WHAT THE TASK ASKS:
Pictures aside, repeat every entry exactly.

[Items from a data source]
•••••
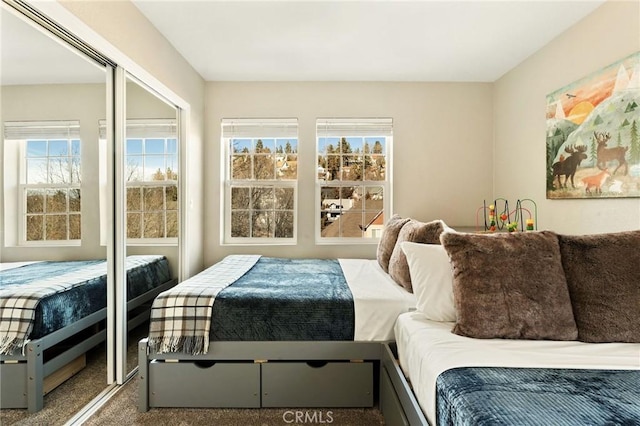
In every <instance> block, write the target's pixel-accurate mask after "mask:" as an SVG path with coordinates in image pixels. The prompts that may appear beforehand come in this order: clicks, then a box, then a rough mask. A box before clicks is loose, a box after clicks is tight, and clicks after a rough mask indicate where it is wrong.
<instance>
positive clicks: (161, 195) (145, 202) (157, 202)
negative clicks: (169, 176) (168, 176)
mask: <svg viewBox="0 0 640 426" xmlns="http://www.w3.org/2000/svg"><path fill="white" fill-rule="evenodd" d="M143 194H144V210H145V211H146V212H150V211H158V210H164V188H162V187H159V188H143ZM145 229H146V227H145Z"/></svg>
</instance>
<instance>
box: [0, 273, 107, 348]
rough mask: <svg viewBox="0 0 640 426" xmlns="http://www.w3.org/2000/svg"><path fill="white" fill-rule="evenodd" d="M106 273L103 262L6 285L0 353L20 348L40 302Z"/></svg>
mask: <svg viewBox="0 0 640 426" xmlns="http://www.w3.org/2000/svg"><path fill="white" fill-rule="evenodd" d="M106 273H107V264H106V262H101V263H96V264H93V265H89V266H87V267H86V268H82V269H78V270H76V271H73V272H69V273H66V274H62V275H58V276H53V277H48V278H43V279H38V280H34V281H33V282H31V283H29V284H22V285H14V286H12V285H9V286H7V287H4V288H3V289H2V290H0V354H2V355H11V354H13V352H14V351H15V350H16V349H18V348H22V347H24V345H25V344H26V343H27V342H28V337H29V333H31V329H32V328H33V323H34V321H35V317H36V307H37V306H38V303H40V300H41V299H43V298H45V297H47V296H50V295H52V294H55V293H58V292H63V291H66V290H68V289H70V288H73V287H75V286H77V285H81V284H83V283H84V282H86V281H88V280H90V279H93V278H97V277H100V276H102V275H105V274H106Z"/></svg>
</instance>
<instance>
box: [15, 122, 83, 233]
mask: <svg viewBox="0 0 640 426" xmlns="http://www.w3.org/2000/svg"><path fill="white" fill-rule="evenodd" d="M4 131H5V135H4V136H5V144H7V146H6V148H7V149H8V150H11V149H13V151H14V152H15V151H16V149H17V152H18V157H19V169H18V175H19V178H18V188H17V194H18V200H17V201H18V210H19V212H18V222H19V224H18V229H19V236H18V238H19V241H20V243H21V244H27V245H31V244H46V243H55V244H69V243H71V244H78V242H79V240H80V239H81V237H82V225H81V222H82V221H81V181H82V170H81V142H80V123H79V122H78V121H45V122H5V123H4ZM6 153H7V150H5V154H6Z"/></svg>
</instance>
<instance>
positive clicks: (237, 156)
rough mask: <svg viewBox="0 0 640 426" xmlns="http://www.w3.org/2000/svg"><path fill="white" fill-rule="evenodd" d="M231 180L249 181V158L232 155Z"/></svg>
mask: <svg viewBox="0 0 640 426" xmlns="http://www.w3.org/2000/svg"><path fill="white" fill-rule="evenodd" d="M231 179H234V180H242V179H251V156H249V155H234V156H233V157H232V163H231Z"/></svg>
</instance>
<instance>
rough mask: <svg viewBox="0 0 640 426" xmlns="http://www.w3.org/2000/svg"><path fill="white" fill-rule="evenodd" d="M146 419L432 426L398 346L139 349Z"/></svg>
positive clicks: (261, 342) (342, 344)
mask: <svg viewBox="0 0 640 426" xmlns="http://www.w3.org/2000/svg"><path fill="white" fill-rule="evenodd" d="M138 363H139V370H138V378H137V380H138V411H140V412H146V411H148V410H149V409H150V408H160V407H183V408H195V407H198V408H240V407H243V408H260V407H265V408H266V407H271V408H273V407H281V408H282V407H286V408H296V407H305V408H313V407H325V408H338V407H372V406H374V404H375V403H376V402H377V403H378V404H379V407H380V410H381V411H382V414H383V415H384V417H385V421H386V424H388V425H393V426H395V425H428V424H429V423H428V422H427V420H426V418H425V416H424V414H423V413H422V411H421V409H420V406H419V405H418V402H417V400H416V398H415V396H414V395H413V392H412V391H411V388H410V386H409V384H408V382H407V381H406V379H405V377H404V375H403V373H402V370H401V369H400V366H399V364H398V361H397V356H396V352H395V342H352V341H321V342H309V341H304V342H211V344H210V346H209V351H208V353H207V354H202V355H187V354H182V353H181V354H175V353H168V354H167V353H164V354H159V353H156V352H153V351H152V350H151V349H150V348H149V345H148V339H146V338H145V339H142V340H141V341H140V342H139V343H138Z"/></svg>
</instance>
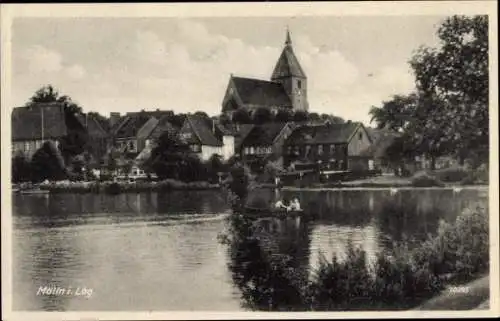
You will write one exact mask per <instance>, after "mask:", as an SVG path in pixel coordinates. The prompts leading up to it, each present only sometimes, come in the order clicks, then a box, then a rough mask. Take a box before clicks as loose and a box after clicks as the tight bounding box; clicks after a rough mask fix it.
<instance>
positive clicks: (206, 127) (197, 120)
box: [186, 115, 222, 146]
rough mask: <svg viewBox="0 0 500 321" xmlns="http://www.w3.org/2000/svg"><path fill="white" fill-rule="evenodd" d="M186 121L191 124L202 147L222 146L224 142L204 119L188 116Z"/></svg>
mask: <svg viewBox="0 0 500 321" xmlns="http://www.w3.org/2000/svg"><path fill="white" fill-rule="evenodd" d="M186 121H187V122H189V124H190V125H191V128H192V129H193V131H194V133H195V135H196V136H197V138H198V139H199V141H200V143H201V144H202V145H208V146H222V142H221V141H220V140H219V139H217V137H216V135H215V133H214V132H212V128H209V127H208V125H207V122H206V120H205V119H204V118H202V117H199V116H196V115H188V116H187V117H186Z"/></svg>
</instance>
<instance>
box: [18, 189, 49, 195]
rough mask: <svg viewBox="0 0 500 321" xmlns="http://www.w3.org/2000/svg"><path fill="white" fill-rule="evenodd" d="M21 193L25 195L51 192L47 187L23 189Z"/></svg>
•••••
ANSWER SPACE:
In every <instance> block, write the target's pixel-accurate mask after "mask:" as an SVG path with coordinates in image pixels. The prompts that may appear beforehand come in this order: clicks, then a box, then a rough mask. A box before clicks is loose, a box after clicks is tight, and clicks after a rough mask indicate where it is wrong.
<instance>
positive clicks: (161, 195) (145, 202) (157, 202)
negative clicks: (169, 176) (168, 176)
mask: <svg viewBox="0 0 640 426" xmlns="http://www.w3.org/2000/svg"><path fill="white" fill-rule="evenodd" d="M143 194H144V210H145V211H146V212H150V211H158V210H164V188H162V187H159V188H143ZM145 229H146V227H145Z"/></svg>
</instance>
<instance>
box: [0, 273, 107, 348]
rough mask: <svg viewBox="0 0 640 426" xmlns="http://www.w3.org/2000/svg"><path fill="white" fill-rule="evenodd" d="M106 273L103 262L6 285L0 353L20 348L40 302Z"/></svg>
mask: <svg viewBox="0 0 640 426" xmlns="http://www.w3.org/2000/svg"><path fill="white" fill-rule="evenodd" d="M106 273H107V264H106V262H101V263H96V264H93V265H89V266H87V267H86V268H82V269H78V270H76V271H73V272H69V273H66V274H62V275H58V276H53V277H48V278H43V279H38V280H34V281H33V282H31V283H29V284H22V285H14V286H12V285H9V286H7V287H4V288H3V289H2V290H0V354H2V355H11V354H13V352H14V351H15V350H16V349H18V348H22V347H24V345H25V344H26V343H27V342H28V337H29V333H31V329H32V328H33V323H34V321H35V317H36V307H37V306H38V303H40V300H41V299H43V298H45V297H47V296H50V295H52V294H55V293H58V292H63V291H66V290H68V289H70V288H73V287H75V286H77V285H81V284H83V283H84V282H86V281H88V280H90V279H93V278H97V277H100V276H102V275H105V274H106Z"/></svg>
</instance>
<instance>
box: [15, 122, 83, 233]
mask: <svg viewBox="0 0 640 426" xmlns="http://www.w3.org/2000/svg"><path fill="white" fill-rule="evenodd" d="M4 131H5V135H4V136H5V144H7V146H6V148H7V149H8V150H11V149H13V151H14V152H15V151H16V149H17V152H18V157H19V169H18V175H19V178H18V188H17V194H18V200H17V201H18V210H19V212H18V222H19V224H18V229H19V236H18V238H19V241H20V243H21V244H27V245H31V244H46V243H55V244H69V243H71V244H78V242H79V240H80V239H81V237H82V225H81V222H82V221H81V181H82V170H81V142H80V123H79V122H78V121H45V122H5V123H4ZM6 153H7V150H5V154H6Z"/></svg>
</instance>
<instance>
positive clicks: (237, 156)
rough mask: <svg viewBox="0 0 640 426" xmlns="http://www.w3.org/2000/svg"><path fill="white" fill-rule="evenodd" d="M231 180L249 181V158L232 155Z"/></svg>
mask: <svg viewBox="0 0 640 426" xmlns="http://www.w3.org/2000/svg"><path fill="white" fill-rule="evenodd" d="M231 179H234V180H242V179H251V156H249V155H234V156H233V157H232V163H231Z"/></svg>
</instance>
<instance>
rough mask: <svg viewBox="0 0 640 426" xmlns="http://www.w3.org/2000/svg"><path fill="white" fill-rule="evenodd" d="M146 419L432 426L398 346L139 349Z"/></svg>
positive clicks: (261, 342) (342, 344)
mask: <svg viewBox="0 0 640 426" xmlns="http://www.w3.org/2000/svg"><path fill="white" fill-rule="evenodd" d="M138 363H139V370H138V378H137V380H138V411H140V412H146V411H148V410H149V409H150V408H160V407H183V408H195V407H198V408H240V407H243V408H260V407H265V408H266V407H271V408H273V407H281V408H282V407H286V408H296V407H305V408H313V407H325V408H338V407H372V406H374V404H375V403H376V402H377V403H378V404H379V407H380V410H381V411H382V414H383V415H384V417H385V421H386V424H388V425H393V426H395V425H428V424H429V423H428V422H427V420H426V418H425V416H424V414H423V413H422V411H421V409H420V406H419V405H418V402H417V400H416V398H415V396H414V395H413V392H412V391H411V388H410V386H409V384H408V382H407V381H406V379H405V377H404V375H403V373H402V370H401V369H400V366H399V364H398V361H397V356H396V352H395V342H352V341H321V342H309V341H304V342H211V344H210V346H209V351H208V353H207V354H202V355H187V354H182V353H181V354H175V353H168V354H167V353H164V354H159V353H156V352H153V351H152V350H151V349H150V348H149V345H148V339H146V338H145V339H142V340H141V341H140V342H139V343H138Z"/></svg>
</instance>
You will write one exact mask per <instance>, after "mask:", as an SVG path in pixel coordinates. The prompts leading up to it, each present only sometimes, come in the order clicks, then a box, then a rough mask. Take a box before clicks as loose and a box after clicks as the tight bounding box; clicks after a rough mask fix it.
<instance>
positive clicks: (206, 127) (197, 120)
box: [186, 115, 222, 146]
rough mask: <svg viewBox="0 0 500 321" xmlns="http://www.w3.org/2000/svg"><path fill="white" fill-rule="evenodd" d="M186 121L191 124L202 147L222 146L224 142L204 119L188 116Z"/></svg>
mask: <svg viewBox="0 0 500 321" xmlns="http://www.w3.org/2000/svg"><path fill="white" fill-rule="evenodd" d="M186 121H187V122H189V124H190V125H191V128H192V129H193V131H194V133H195V135H196V136H197V138H198V139H199V141H200V143H201V144H202V145H208V146H222V142H221V141H220V140H219V139H217V137H216V135H215V133H214V132H212V128H209V127H208V125H207V122H206V120H205V119H204V118H202V117H199V116H196V115H188V116H187V117H186Z"/></svg>
</instance>
<instance>
box: [18, 189, 49, 195]
rough mask: <svg viewBox="0 0 500 321" xmlns="http://www.w3.org/2000/svg"><path fill="white" fill-rule="evenodd" d="M21 193L25 195L51 192L47 187L23 189Z"/></svg>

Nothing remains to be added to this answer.